Text shown:
+++++

In disposing of property under Part II of the Administration of Estates Act 1925 the “matrimonial home” would have been divided among the next of kin. (Administration of Estates Act, 1925)  In this case, since A and E were not wed, the children are the next-of-kin. The home was purchased specifically for the purpose of providing a home for A, E and their children and it is certainly within E’s intention that A should remain in the “matrimonial home” until such time as she passed on.  The children, who are the appellants in this case, acting in a manner consistent with E, the paper owner’s intention did not insist that A deliver vacant possession upon E’s death.  It would appear to be contrary to principles of equity to interpret their well-meaning conduct against them in a purely technical sense.
Aware that there was a constructive trust which provided for A to remain in possession of the “matrimonial home” the appellants were merely honouring their father’s wishes.  A, on the other hand, by passing the home on to her son P was acting against E’s intentions and against the spirit and intent of the constructive trust.  When one considers the implications of a constructive trust, it becomes clear that Mr. Nicholas Strauss QC erred on both equitable and common law principles.
Constructive Trusts
A constructive trust is imposed upon the paper owner of realty in circumstances where it is commonly understood that the property is held for the benefit of the owner and others. (Gissing v Gissing. [1971] AC 886)  In the Martin case there is no question that E held the paper for the benefit of himself, A and their seven children, four of whom are the appellants.  As Lord Justice Dillon said in Springette v Defoe [1992] 2 FLR 388:
“…the common intention of the parties must, in my judgment, mean a shared intention communicated between them. It cannot mean an intention which each happened to have in his or her, own mind but had never communicated to the other.” (Springette v Defoe [1992] 2 FLR 388 at p. 393)

+++++

Dataset entries:
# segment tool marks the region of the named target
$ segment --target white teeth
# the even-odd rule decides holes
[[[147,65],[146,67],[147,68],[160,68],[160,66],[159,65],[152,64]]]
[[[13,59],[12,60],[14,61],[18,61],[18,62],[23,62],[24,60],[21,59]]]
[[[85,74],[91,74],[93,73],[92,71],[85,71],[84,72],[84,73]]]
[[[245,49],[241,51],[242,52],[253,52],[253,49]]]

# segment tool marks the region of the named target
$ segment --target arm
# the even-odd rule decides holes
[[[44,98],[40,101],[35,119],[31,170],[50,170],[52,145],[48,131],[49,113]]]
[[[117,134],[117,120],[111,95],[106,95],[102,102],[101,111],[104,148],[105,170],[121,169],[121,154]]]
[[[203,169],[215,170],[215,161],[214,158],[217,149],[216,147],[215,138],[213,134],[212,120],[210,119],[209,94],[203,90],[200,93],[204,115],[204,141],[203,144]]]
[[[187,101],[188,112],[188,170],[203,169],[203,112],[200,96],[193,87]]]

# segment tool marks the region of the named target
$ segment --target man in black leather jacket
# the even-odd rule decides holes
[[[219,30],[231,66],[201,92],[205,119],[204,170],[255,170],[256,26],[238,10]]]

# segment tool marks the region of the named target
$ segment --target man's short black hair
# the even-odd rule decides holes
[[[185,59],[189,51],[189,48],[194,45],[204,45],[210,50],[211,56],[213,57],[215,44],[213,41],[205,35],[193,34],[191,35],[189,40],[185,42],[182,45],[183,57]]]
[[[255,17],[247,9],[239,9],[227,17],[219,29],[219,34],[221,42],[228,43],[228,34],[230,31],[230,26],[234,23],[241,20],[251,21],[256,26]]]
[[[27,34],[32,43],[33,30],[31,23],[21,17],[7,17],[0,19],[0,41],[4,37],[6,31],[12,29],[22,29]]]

+++++

Exercise brief: Output the part of the constructive trust text from "In disposing of" up to and including "purely technical sense.", word for word.

Correct response:
In disposing of property under Part II of the Administration of Estates Act 1925 the “matrimonial home” would have been divided among the next of kin. (Administration of Estates Act, 1925)  In this case, since A and E were not wed, the children are the next-of-kin. The home was purchased specifically for the purpose of providing a home for A, E and their children and it is certainly within E’s intention that A should remain in the “matrimonial home” until such time as she passed on.  The children, who are the appellants in this case, acting in a manner consistent with E, the paper owner’s intention did not insist that A deliver vacant possession upon E’s death.  It would appear to be contrary to principles of equity to interpret their well-meaning conduct against them in a purely technical sense.